### What you need to do
[1] Can you boil down the paragraph of The Vigil review that begins "As The Vigil explains up front" into a short bulleted list that keeps its main facts?
[2] Would you carry The Vigil review forward from its final paragraph, keeping the same critical voice?

24th Jul2020

‘The Vigil’ Review

by Matthew Turner

Stars: Dave Davis, Fred Melamed, Ronald Cohen, Lynn Cohen, Menashe Lustig, Malky Goldman | Written and Directed by Keith Thomas

The debut feature from writer-director Keith Thomas, engaging and atmospheric horror The Vigil centres on Yakov Ronen (Dave Davis), a young man who has recently joined a self-help group for Jews struggling to adjust after leaving a tight-knit Orthodox community. In addition to processing a deeply traumatic event, Yakov is also struggling financially, so when his former rabbi Reb Shulem (Menashe Lustig) offers him $400 to sit as shomer and watch over the body of a recently deceased Holocaust survivor (Ronald Cohen), he is more or less forced to accept.

As The Vigil explains up front with captions, being a shomer means protecting the recently deceased person from evil spirits or demons. Unfortunately, Mr Litvak had spent most of his life being haunted by a Mazzik (similar to a Dybbuk), so Yakov finds he has his work cut out for him as the malicious demon attempts to find a new host. The only other person in the house is Mrs Litvak (Lynn Cohen), whose severe dementia occasionally yields either useful advice or a timely warning.

In what could very well prove a breakthrough performance, Davis is terrific as Yakov, engaging the audience’s sympathy with a heartfelt turn that shows just how vulnerable and lost the young man is after his own recent tragedy. There’s also strong support from Lynn Cohen (who’s also good for a jump scare or two), while Lustig is effective as the rabbi who may know more than he’s letting on.

Thomas’ direction is impressive throughout, especially when it comes to establishing a deeply creepy atmosphere. The lighting is particularly creative, with Zach Kuperstein’s camerawork expertly ratcheting up the tension by forcing you to peer into darkness or scan held images for hints of movement.

### Data supplied
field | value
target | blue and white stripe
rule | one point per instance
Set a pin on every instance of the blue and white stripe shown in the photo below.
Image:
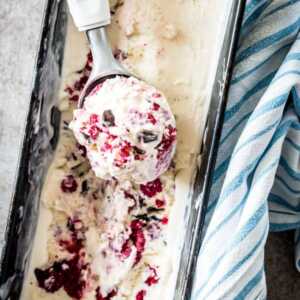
(256, 183)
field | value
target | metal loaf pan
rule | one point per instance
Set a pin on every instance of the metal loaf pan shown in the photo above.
(40, 141)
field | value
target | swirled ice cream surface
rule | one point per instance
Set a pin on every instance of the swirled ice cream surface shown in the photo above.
(116, 238)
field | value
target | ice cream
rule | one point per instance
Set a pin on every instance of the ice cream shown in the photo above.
(116, 239)
(128, 130)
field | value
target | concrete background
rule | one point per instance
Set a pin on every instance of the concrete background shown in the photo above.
(20, 25)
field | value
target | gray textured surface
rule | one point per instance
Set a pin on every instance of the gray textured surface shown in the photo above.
(20, 25)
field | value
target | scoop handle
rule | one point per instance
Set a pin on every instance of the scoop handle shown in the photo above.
(90, 14)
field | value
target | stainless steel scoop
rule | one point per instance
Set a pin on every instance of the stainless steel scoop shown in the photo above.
(93, 16)
(104, 64)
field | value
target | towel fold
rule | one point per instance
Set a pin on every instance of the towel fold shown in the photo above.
(256, 182)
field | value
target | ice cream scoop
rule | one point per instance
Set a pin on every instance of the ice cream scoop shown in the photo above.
(93, 16)
(125, 124)
(126, 138)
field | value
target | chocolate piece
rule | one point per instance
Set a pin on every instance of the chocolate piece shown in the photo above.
(108, 118)
(147, 136)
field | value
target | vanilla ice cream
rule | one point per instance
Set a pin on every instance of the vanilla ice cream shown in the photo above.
(118, 237)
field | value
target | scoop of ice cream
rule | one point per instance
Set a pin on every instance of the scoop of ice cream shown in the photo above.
(128, 130)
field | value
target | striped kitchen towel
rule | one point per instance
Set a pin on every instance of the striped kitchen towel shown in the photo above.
(256, 183)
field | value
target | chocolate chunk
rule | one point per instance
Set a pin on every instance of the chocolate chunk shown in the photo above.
(147, 136)
(84, 187)
(138, 150)
(108, 118)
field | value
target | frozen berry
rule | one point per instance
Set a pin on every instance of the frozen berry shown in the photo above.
(108, 118)
(159, 203)
(147, 136)
(140, 295)
(151, 188)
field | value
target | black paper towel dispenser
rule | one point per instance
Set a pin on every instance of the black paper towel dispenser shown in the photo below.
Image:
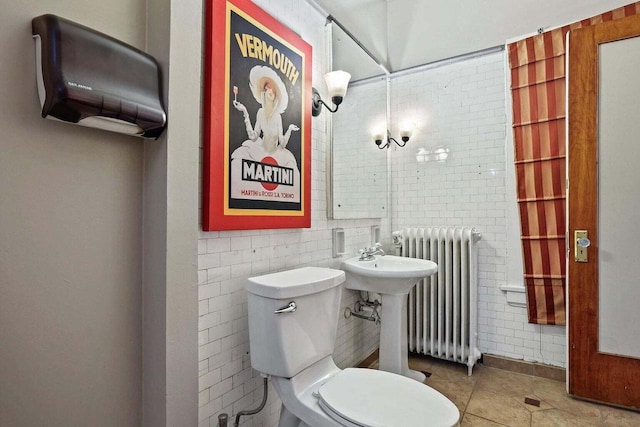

### Answers to the exercises
[1]
- Opening captions explain that a shomer protects a recently deceased person from evil spirits or demons.
- Mr Litvak spent most of his life haunted by a Mazzik, a demon similar to a Dybbuk.
- The demon tries to find a new host, which gives Yakov a hard job.
- The only other person in the house is Mrs Litvak. Her severe dementia sometimes yields useful advice or a timely warning.

[2]
On top of that, Thomas’ script finds clever ways around the usual why-doesn’t-he-just-leave problem, first by establishing via a phone call to his therapist that Yakov had already been seeing and hearing things anyway (so the entire film can be read as his mental breakdown) and second by…well, that bit is too good to spoil here, but it gives the film one of its strongest horror scenes.

In addition to deploying some decent jump scares, Thomas pulls off a wide variety of creepy moments, the best of which find inventive uses for a mobile phone. (It’s a nice touch that Yakov is already daunted by his phone as he’s only just got one for the first time). Thomas’ depiction of the Mazzik itself is equally impressive, most notably in the withholding of the demon’s face until the crucial moment.

Ultimately, The Vigil does an excellent job of dovetailing the horror elements with a gripping character portrait of a man undergoing a dark night of the soul. As such, this is an accomplished debut from Thomas and it will be fascinating to see what he does next.

**** 4/5

The Vigil is released in the UK on July 31st.